The prior art mostly focuses on the suckback prevention device disposed on one side of the handpiece where the drill pin is installed and effective prevention of the negative pressure suckback phenomenon generated due to the inertia rotation of the wind wheel after the supply of the compressed air is stopped. Even in a water immersion test, no substance is sucked when one side of the handpiece is immersed in water (the side of the head equipped with the drill pin is immersed in water after rotating; after the handpiece stops rotating in water, take out the handpiece and weight it, wherein the difference of the weight before and after the water immersion is the suckback quantity). See FIG. 5 and FIG. 9. However, considerable sucked substances flow into the turbine cavity in the fully immersed state (the whole handpiece head is immersed in water). See FIG. 5 and FIG. 10.

## Source information
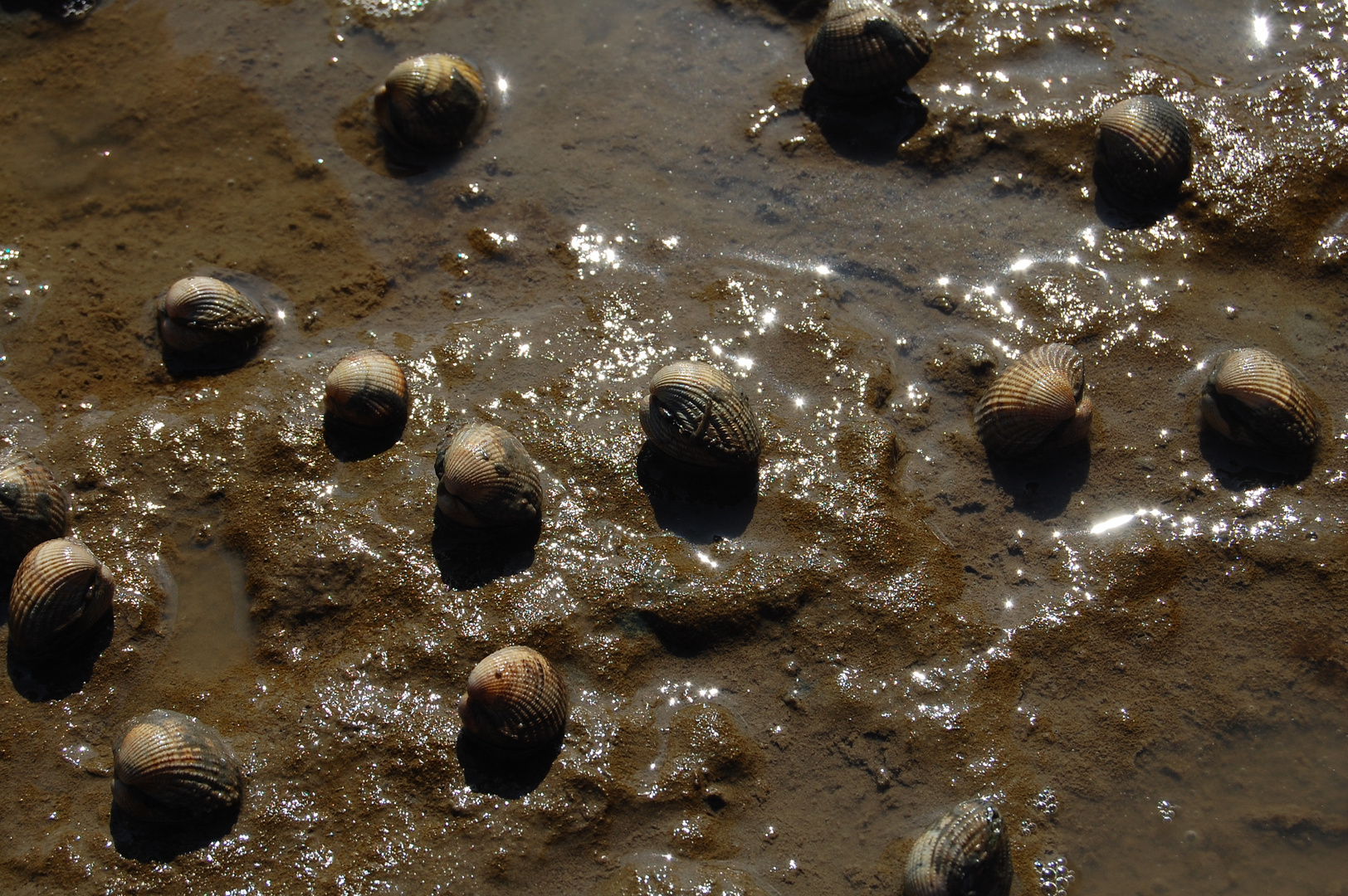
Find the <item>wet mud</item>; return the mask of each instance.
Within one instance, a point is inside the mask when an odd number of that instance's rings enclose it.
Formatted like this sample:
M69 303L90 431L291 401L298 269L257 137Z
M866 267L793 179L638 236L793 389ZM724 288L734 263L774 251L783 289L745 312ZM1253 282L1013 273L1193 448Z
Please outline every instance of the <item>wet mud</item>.
M4 7L0 438L117 578L69 666L7 653L7 892L898 892L975 795L1012 893L1345 892L1343 12L915 4L931 62L857 113L807 88L818 9ZM492 110L412 170L368 97L425 51ZM1150 221L1092 181L1143 92L1196 158ZM155 337L200 272L270 296L232 369ZM989 458L973 404L1046 341L1091 438ZM1242 345L1324 402L1309 463L1201 426ZM377 443L324 419L360 348L412 393ZM679 358L756 480L646 445ZM437 519L469 420L541 466L537 532ZM570 682L555 755L462 737L507 644ZM237 752L228 826L113 807L156 707Z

## Exercise aim
Pick up the passage on handpiece suckback after its final sentence and continue it.

## Output for this exercise
For the existing patent ZL20061020074.X, the elastic shaft sealing casing thereof can complete sealing and braking at the moment when the air supply to the wind wheel is stopped. Due to the sealing effect, the handpiece immersed in the water can prevent water (contaminants) from being sucked into the wind wheel chamber. Therefore, no water can enter the turbine cavity and no substance is sucked back. However, it should be noted that the wind wheel cavity is still in the negative pressure state in such moment and needs to be supplemented with the external air to keep balance with the atmospheric pressure. Therefore, a relatively large clearance exists between the button housing and the head housing on one side of the head cover. Naturally, the air is supplemented via the clearance to keep balance with the external atmospheric pressure. In such circumstances, if the handpiece head is completely immersed in water, water enters the turbine cavity via the clearance between the head housing and the button housing by the negative pressure effect of the wind wheel chamber, resulting in iatrogenic cross infection.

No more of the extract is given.